[Source data]
>>>

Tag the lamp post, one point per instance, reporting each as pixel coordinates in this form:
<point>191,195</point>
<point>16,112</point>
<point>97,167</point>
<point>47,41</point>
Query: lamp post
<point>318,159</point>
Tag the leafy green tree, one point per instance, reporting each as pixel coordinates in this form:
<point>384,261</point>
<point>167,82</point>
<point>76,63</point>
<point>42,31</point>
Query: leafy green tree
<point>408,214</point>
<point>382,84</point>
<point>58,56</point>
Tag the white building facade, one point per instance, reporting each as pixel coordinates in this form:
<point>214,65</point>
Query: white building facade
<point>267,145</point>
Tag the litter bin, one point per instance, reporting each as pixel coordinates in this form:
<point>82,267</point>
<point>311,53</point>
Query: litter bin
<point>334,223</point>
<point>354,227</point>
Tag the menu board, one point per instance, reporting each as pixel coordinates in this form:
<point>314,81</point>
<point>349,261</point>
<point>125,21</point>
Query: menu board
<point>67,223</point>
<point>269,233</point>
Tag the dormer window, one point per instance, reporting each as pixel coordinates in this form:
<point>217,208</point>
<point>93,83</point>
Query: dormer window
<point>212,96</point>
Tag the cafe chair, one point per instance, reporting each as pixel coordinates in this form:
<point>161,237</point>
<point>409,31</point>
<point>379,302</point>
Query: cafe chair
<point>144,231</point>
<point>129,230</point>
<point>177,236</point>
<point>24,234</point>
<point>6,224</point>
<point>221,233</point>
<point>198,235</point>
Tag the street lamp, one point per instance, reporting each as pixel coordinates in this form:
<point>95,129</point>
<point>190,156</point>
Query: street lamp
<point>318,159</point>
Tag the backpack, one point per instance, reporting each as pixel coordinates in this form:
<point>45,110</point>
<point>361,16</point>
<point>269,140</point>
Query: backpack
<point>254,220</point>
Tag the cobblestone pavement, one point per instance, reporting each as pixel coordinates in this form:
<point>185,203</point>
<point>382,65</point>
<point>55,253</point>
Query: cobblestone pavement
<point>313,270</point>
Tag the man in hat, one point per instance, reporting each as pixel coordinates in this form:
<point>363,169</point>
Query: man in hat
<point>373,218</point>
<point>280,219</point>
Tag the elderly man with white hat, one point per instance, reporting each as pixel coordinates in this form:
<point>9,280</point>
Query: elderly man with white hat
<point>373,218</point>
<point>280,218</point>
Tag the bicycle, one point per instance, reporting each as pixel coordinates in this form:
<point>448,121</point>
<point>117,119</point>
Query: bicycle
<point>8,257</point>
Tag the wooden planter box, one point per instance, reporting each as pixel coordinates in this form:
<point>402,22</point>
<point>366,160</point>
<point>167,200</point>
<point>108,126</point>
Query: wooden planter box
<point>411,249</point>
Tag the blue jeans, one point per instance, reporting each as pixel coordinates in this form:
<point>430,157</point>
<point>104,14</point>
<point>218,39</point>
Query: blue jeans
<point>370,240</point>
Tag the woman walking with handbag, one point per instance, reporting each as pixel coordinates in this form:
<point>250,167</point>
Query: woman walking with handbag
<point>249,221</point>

<<<

> [Exercise]
Convert the lines of the source data above, from the line with "Tag the cafe" to the line with "<point>313,270</point>", into a Markdown table with the columns Row and Line. Skip any blank lines.

> [Task solution]
| Row | Line |
|---|---|
| 1 | Tag the cafe chair, one point per instance, reporting each as pixel coordinates in this form: |
| 2 | <point>161,237</point> |
| 3 | <point>409,31</point> |
| 4 | <point>379,302</point> |
| 5 | Query: cafe chair |
| 6 | <point>144,231</point> |
| 7 | <point>129,230</point> |
| 8 | <point>177,236</point> |
| 9 | <point>24,234</point> |
| 10 | <point>6,224</point> |
| 11 | <point>221,233</point> |
| 12 | <point>198,235</point> |
| 13 | Tag the street lamp, one point per instance, reporting each as pixel coordinates in this form: |
| 14 | <point>95,129</point> |
| 15 | <point>190,156</point> |
| 16 | Query: street lamp |
| 17 | <point>318,159</point> |
| 18 | Tag the backpack, one point per instance, reporting each as pixel coordinates in this form: |
| 19 | <point>45,110</point> |
| 20 | <point>361,16</point> |
| 21 | <point>269,140</point> |
| 22 | Query: backpack |
| 23 | <point>254,220</point> |
| 24 | Tag the cobblestone pavement, one point per instance, reporting each as pixel coordinates in this form: |
| 25 | <point>185,203</point> |
| 26 | <point>382,65</point> |
| 27 | <point>55,253</point> |
| 28 | Query: cobblestone pavement |
| 29 | <point>313,270</point> |